¿Y si el Metropolitan estuviera lleno de obras falsas?
Un director del museo neoyorquino reconoció que el 40% de su colección podría no ser auténtica. Harry Bellet repasa en ‘Falsificadores ilustres’ algunos de los grandes fraudes de la historia del arte
Pocos objetos se nos muestran tan “autoritarios”, tan capaces de generar grandes fantasías, como una obra de arte, sobre todo si están detrás de un cordón de terciopelo rojo que las distingue de las demás. Sin embargo, esa autoridad, altamente protegida y asegurada por millones de euros, podría ser solo humo, un engaño aún no detectado en cualquier pinacoteca del mundo, desde la más modesta —el pequeño museo de Elna, en los Pirineos orientales, con un 60% de obras falsamente atribuidas— hasta las más poderosas —el Metropolitan de Nueva York, del que Thomas Hoving, su director entre 1967 y 1977, llegó a afirmar que el 40% de sus fondos eran falsificaciones—. El fraude las iguala a todas.
Caminamos por la galería central del Prado y nos paramos conmovidos delante de un rubens, de un tintoretto o de una Santa Margarita que emerge del cuerpo de un dragón en gracioso contrapposto, con Venecia al fondo ardiendo en llamas. La cartela blinda el lienzo mejor que un cristal de cuarzo. No hay duda; es un tiziano. Y, ya que estamos, podríamos pasear por los stands de una feria de arte sin pensar que la última ocurrencia del artista de moda es más auténtica en su ridiculez que algunas pinturas y esculturas fraudulentas —con sus certificados— de un autor clásico. Son solo dos situaciones que nos arrojan de nuevo a la caverna de Platón, cuando vivíamos cómodos en nuestra ignorancia, mirando las obras de arte —las sombras— creyendo que eran reales. El arte es eso, una parte del mundo sensible, mutable, corruptible. No sabemos hasta qué punto.
Hay copias notables que han engañado a los más distinguidos expertos. Ernst Beyeler, de quien se decía que tenía el “ojo absoluto”, fue estafado con un falso ‘rothko’ que se incluyó en la retrospectiva que organizó su fundación en Basilea.

[Entradas de un conjunto de anotaciones de puntos]

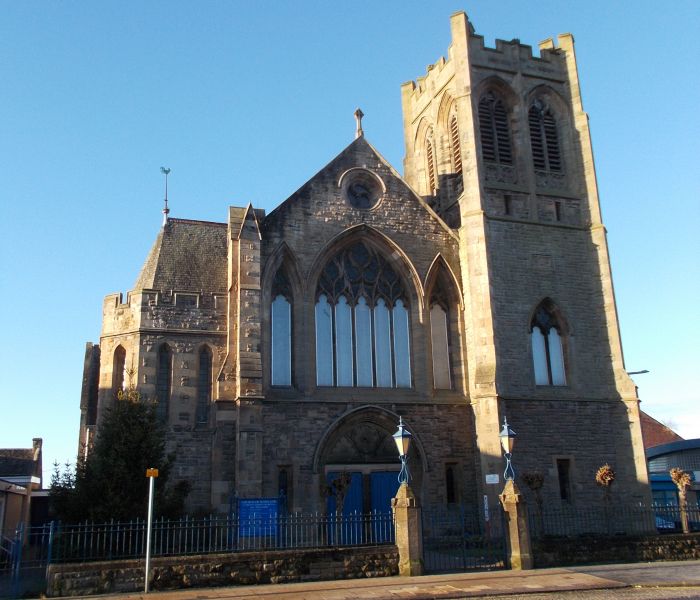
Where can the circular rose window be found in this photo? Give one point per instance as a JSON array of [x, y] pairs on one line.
[[361, 188]]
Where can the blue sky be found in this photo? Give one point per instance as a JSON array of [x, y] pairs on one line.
[[245, 101]]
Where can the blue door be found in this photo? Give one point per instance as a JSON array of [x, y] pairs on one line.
[[383, 485], [346, 528]]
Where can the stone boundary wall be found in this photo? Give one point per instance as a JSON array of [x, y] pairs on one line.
[[211, 570], [561, 551]]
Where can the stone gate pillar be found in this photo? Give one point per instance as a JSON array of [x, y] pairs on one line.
[[409, 531], [518, 533]]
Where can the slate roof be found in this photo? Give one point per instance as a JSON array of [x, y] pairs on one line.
[[187, 256], [17, 462]]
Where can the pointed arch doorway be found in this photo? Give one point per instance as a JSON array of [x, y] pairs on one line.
[[359, 464]]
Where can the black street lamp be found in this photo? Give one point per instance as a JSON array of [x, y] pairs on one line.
[[507, 436], [402, 438]]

**Instrucciones**
Reescribe en forma de lista el párrafo del fragmento seleccionado que comienza con «Pocos objetos se nos muestran» y conserva sus datos principales.

**Respuesta**
- Una obra de arte parece muy «autoritaria» y capaz de generar grandes fantasías, sobre todo si está detrás de un cordón de terciopelo rojo.
- Esa autoridad, protegida y asegurada por millones de euros, podría ser solo humo: un engaño aún no detectado en cualquier pinacoteca del mundo.
- El pequeño museo de Elna, en los Pirineos orientales, tiene un 60% de obras falsamente atribuidas.
- Thomas Hoving, director del Metropolitan de Nueva York entre 1967 y 1977, llegó a afirmar que el 40% de sus fondos eran falsificaciones.
- El fraude iguala a todos los museos.